■ WORK REQUIRED: Locate all lines in the data below that hold "skyscraper" and show them.

■ GIVEN RECORDS:
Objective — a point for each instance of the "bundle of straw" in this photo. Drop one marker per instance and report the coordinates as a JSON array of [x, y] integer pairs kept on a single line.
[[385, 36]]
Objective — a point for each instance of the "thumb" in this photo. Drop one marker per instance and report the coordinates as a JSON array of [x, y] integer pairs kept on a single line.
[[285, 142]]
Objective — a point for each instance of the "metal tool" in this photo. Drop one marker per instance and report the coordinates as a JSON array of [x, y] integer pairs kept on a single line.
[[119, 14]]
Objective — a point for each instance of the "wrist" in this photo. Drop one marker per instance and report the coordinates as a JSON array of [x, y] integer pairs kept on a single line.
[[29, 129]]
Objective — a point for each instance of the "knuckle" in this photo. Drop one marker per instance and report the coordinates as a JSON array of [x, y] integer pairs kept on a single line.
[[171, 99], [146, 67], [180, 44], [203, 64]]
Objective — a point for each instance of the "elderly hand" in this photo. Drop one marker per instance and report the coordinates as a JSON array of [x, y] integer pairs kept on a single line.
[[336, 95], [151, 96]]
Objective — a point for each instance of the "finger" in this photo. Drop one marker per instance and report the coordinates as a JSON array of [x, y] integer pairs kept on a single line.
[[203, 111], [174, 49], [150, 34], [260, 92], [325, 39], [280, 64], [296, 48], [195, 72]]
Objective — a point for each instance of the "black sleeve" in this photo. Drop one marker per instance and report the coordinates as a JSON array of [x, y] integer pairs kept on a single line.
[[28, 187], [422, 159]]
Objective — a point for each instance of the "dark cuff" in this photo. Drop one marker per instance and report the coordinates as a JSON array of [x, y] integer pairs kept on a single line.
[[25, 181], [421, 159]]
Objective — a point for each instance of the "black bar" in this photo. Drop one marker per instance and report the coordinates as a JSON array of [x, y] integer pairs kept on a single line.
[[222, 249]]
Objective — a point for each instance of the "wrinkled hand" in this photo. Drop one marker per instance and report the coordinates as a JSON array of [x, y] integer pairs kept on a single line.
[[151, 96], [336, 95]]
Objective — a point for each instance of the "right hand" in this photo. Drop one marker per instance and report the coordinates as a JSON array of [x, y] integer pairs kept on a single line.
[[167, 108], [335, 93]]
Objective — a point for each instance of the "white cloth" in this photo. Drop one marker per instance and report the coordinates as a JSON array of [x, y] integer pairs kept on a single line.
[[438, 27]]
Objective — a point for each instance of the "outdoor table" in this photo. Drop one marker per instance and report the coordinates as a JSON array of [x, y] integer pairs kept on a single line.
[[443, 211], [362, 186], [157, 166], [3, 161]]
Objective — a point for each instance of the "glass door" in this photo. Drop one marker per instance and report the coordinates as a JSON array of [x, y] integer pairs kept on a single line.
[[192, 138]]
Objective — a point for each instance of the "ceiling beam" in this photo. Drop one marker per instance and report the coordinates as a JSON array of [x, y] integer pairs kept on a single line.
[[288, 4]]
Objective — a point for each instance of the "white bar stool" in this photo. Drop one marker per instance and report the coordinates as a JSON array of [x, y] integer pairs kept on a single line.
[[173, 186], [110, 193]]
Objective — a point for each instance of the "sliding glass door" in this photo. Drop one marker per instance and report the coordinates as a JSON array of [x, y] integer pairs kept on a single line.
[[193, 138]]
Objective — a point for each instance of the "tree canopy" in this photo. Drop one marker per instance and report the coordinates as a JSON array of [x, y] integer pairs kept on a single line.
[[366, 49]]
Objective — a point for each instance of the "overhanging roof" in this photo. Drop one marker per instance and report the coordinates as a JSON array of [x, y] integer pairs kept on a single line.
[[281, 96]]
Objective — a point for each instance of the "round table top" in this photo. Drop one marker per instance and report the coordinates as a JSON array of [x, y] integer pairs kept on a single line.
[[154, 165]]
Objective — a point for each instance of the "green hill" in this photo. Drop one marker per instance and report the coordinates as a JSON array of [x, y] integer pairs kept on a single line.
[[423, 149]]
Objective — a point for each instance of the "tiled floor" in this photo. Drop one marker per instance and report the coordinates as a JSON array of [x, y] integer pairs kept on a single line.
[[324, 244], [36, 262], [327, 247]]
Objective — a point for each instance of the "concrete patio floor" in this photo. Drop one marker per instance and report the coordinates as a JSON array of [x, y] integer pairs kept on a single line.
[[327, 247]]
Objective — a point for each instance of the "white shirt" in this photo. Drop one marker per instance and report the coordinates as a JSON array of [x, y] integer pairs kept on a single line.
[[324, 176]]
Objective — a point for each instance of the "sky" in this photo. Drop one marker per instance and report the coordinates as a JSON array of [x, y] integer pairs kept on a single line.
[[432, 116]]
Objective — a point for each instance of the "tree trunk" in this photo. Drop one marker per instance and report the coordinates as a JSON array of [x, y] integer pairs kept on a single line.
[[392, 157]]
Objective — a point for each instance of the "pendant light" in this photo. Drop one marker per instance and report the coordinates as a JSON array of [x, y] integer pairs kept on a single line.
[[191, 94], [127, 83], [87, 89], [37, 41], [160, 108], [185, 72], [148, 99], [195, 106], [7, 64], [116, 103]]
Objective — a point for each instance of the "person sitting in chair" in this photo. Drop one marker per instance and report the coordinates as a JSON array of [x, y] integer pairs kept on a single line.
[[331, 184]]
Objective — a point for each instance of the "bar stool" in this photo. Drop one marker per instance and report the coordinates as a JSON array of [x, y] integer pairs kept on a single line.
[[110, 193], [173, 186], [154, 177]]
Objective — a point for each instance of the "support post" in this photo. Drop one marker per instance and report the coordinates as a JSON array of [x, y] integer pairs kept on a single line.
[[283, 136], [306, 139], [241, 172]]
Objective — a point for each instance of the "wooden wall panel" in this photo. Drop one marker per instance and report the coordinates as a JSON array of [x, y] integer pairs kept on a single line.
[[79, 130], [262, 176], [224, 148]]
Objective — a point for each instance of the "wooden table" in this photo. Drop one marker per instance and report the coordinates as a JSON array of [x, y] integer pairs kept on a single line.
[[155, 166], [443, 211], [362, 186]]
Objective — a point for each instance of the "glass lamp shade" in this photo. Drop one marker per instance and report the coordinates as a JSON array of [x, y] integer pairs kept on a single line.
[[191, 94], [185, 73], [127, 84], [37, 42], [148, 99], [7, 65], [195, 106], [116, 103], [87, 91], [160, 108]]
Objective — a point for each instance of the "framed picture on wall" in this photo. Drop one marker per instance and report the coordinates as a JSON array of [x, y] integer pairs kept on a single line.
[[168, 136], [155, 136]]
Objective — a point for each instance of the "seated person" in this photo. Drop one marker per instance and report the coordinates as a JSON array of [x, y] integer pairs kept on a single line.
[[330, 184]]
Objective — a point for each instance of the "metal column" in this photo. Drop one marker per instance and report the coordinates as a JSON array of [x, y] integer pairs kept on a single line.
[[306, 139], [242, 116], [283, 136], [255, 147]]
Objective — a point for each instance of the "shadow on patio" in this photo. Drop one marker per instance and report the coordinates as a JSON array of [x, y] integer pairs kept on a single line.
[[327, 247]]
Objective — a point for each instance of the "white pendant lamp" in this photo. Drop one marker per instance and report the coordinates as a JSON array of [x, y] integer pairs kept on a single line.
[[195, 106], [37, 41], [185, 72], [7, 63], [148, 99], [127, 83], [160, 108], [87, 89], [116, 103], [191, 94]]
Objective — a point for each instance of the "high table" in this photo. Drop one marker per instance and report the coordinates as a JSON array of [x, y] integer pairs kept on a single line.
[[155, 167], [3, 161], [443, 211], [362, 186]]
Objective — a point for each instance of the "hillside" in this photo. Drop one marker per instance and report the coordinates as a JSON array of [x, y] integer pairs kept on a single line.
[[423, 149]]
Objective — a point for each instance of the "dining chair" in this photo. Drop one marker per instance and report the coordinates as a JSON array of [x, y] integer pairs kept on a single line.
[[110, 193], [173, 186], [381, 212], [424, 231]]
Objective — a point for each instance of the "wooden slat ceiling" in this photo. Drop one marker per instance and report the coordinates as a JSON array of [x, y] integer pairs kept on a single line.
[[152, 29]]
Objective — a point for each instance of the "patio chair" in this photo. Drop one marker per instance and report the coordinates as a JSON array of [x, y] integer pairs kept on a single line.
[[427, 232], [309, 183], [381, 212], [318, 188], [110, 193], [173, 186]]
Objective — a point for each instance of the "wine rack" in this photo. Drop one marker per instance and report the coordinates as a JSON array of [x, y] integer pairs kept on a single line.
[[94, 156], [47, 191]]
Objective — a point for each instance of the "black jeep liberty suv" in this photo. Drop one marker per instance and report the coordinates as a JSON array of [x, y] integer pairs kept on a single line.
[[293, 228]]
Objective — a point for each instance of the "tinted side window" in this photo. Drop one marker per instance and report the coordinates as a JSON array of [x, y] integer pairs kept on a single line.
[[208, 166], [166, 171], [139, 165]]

--

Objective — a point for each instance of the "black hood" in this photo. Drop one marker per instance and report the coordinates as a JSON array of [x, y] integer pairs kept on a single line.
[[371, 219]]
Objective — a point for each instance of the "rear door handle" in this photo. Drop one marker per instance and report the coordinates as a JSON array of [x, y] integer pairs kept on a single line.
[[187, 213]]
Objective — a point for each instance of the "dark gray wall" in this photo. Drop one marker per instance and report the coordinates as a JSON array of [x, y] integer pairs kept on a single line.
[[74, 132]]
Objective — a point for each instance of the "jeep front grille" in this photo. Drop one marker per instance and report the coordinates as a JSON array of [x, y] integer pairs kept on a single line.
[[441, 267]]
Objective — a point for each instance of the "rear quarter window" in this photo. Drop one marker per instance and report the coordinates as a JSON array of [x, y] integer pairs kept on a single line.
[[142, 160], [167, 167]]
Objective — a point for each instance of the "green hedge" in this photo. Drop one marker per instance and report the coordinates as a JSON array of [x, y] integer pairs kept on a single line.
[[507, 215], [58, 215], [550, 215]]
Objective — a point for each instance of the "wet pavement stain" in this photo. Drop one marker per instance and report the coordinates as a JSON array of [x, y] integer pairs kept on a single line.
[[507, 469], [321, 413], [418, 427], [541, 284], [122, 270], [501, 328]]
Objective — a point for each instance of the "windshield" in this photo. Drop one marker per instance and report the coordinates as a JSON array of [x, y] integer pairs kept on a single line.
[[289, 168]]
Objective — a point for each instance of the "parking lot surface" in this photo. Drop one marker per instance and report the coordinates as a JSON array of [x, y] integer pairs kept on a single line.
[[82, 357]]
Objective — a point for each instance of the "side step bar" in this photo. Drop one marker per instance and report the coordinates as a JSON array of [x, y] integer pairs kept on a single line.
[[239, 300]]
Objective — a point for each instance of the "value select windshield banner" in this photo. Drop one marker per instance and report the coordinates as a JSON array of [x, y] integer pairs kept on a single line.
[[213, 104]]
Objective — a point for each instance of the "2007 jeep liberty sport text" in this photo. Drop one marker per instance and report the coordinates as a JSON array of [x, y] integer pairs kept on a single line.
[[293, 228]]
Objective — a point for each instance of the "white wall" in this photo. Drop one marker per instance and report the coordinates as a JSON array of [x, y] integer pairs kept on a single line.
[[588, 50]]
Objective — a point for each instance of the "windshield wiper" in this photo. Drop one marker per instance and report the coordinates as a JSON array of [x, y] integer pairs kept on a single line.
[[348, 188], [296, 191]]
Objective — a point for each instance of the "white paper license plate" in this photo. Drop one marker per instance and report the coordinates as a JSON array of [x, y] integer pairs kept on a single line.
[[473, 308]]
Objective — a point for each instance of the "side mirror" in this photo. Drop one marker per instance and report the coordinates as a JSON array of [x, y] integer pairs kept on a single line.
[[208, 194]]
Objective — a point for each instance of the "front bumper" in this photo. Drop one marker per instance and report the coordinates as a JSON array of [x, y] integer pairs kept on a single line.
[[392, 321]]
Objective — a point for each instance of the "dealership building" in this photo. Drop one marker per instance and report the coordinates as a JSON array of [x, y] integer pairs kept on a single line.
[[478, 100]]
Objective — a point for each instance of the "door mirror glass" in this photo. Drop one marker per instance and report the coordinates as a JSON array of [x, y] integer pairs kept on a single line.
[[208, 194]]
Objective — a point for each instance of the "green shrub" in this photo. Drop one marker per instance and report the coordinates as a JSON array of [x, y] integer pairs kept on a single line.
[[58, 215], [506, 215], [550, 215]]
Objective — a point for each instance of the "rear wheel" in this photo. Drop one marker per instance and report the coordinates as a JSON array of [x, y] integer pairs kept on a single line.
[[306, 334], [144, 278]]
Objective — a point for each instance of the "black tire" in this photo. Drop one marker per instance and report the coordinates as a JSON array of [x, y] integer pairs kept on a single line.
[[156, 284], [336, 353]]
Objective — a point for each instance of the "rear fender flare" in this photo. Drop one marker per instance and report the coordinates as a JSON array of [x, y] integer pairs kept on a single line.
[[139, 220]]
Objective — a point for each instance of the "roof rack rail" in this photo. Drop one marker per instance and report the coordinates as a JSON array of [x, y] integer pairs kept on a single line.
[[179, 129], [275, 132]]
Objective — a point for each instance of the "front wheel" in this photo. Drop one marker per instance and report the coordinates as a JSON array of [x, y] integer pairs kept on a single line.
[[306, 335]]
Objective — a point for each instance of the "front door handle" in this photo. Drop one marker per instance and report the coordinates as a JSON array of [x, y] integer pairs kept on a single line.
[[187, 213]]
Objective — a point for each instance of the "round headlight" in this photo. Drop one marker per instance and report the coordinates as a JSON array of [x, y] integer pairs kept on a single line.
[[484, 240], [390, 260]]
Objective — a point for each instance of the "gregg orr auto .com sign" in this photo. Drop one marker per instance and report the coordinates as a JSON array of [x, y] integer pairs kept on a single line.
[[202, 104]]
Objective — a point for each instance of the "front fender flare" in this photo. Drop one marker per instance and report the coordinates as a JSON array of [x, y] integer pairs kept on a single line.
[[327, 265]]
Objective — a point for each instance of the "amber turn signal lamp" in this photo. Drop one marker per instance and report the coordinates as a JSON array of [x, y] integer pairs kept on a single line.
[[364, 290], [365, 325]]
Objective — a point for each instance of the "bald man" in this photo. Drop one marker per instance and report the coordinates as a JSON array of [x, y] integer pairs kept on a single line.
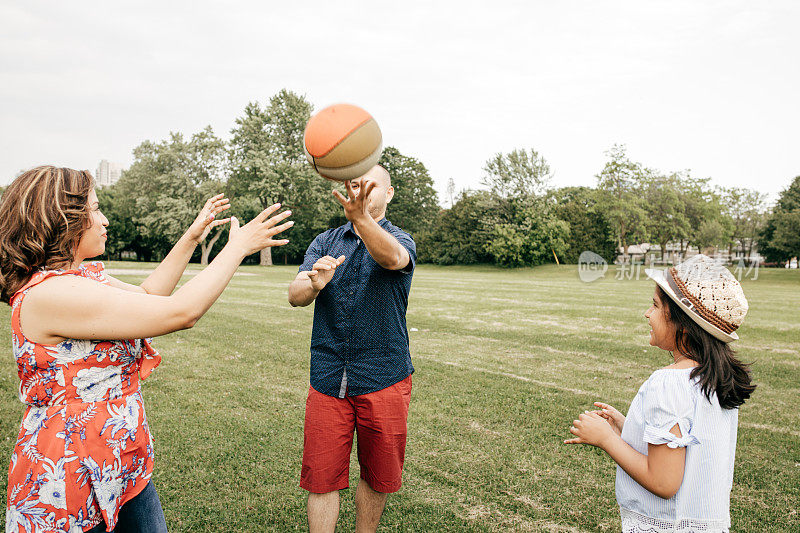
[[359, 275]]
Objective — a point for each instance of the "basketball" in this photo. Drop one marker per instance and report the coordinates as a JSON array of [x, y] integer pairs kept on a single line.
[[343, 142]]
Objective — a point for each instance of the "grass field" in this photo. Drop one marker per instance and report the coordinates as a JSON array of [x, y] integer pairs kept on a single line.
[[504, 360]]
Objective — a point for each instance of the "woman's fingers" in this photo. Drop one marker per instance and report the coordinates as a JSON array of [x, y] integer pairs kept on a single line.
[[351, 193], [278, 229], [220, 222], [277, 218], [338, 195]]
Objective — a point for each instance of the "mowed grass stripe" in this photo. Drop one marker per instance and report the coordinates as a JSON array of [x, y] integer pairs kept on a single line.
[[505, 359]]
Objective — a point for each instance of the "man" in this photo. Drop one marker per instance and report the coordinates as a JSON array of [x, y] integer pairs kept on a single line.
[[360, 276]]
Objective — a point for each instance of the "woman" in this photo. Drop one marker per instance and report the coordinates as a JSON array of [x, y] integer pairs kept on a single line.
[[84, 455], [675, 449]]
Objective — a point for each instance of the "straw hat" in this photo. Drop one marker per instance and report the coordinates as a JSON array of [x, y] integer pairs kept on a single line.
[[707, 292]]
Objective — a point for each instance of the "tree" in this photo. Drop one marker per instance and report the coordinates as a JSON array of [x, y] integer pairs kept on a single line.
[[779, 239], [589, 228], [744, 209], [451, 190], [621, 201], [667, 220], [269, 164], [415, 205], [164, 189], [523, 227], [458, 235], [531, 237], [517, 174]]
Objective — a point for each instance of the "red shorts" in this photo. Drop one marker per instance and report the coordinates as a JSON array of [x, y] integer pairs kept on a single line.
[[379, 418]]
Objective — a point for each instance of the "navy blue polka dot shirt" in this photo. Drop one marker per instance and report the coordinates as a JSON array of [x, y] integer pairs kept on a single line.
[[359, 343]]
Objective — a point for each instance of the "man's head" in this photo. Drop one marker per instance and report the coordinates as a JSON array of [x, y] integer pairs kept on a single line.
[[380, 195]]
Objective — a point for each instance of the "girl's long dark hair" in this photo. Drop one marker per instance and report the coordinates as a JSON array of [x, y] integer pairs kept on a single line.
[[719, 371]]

==

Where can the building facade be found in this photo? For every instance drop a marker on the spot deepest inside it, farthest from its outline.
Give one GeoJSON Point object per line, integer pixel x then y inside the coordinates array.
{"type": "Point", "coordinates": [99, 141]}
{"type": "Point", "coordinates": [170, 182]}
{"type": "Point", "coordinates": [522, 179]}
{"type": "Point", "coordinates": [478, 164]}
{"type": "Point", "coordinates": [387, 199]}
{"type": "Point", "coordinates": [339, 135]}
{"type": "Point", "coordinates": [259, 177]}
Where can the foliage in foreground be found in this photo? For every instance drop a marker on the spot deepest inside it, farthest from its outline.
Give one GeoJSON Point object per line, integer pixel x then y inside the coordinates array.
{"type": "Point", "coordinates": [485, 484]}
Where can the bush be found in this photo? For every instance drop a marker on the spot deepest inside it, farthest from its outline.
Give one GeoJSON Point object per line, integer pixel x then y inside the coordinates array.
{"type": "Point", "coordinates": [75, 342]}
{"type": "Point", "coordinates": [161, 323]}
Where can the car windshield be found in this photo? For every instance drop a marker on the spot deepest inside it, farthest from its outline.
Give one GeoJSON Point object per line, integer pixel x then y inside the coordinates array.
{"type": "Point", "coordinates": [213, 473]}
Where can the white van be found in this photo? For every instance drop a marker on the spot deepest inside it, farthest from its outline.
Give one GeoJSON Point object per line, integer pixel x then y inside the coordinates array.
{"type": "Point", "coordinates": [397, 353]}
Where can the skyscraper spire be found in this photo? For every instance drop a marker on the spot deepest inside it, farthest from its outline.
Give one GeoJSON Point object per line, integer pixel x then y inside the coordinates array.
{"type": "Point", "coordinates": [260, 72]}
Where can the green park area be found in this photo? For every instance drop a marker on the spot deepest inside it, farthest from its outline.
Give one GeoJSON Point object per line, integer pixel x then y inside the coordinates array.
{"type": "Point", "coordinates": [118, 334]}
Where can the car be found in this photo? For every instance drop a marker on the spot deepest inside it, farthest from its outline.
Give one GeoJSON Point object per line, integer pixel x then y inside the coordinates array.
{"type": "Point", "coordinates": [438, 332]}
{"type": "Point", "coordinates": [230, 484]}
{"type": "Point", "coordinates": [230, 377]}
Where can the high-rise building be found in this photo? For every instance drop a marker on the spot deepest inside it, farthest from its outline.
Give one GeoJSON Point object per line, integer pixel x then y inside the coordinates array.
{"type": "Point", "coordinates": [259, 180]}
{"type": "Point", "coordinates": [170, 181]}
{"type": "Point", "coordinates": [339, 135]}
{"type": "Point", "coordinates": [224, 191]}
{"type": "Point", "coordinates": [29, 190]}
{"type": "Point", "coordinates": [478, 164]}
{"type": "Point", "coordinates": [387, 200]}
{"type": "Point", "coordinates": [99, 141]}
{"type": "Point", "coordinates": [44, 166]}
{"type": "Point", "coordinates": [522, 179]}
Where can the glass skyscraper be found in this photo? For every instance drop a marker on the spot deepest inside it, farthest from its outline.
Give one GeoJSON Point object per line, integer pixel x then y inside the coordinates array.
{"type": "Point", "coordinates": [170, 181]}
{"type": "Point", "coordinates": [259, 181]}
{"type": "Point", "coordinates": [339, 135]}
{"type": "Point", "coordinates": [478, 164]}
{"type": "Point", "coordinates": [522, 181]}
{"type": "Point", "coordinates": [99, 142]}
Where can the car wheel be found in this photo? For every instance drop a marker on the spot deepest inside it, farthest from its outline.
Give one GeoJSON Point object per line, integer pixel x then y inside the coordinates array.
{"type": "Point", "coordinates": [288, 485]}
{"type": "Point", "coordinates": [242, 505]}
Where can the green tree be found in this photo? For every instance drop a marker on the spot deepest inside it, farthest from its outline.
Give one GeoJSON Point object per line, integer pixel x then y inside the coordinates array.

■ SOLUTION TO THE PROBLEM:
Where can the skyscraper spire be found in this photo? For every instance drop a marker on the spot deepest inside it, farthest from its outline.
Where can the glass skyscraper be found in this photo? For every instance drop a marker on the spot deepest inside it, farthest from its outline.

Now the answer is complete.